■ SHORT PROBLEM
Rewrite the rows below, from the line containing "For every instance of the sink" through the end of the rows, with their requests included. Shift each keypoint coordinate in the answers by adding 101 to it.
-- start PROVIDED DATA --
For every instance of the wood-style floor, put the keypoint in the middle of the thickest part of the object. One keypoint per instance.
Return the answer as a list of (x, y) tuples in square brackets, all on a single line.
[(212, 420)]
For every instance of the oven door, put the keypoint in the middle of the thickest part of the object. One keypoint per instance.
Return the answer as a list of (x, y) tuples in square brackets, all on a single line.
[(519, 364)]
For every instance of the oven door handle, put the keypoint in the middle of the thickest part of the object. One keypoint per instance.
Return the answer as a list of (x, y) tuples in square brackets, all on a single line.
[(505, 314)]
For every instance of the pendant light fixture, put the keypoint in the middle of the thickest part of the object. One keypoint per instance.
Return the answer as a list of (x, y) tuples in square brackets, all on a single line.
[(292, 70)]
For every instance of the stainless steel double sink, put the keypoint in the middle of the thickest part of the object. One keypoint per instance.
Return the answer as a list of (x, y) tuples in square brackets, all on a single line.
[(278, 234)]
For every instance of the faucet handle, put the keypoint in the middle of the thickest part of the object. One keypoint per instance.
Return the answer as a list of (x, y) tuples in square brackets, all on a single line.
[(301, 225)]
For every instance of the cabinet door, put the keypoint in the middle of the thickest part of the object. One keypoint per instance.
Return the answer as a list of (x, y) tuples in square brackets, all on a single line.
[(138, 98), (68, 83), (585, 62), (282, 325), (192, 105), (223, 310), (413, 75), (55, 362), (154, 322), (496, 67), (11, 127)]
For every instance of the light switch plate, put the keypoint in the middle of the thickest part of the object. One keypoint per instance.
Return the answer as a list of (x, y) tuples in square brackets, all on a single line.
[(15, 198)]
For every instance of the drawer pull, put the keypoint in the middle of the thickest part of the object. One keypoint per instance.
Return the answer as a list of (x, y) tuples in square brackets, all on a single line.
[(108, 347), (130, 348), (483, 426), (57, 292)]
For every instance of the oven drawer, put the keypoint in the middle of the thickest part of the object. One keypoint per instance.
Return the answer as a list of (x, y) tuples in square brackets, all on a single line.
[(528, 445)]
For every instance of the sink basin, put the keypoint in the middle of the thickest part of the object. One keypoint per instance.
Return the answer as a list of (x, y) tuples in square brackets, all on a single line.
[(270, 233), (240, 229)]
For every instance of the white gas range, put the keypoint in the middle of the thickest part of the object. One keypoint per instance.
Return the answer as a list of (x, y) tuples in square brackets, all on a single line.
-- end PROVIDED DATA --
■ FINAL ANSWER
For every instance of the sink basin, put the keypoint in the middle of the thickest part of the object. One keypoint per instance.
Return the answer as a list of (x, y) tuples in square brackets, all on a single line.
[(371, 334), (341, 330)]
For every instance of the white gas range, put the keypoint in the middle of the thickest part of the object. One keypoint per instance.
Return the answer as a list of (x, y) tuples in square brackets, all on a single line.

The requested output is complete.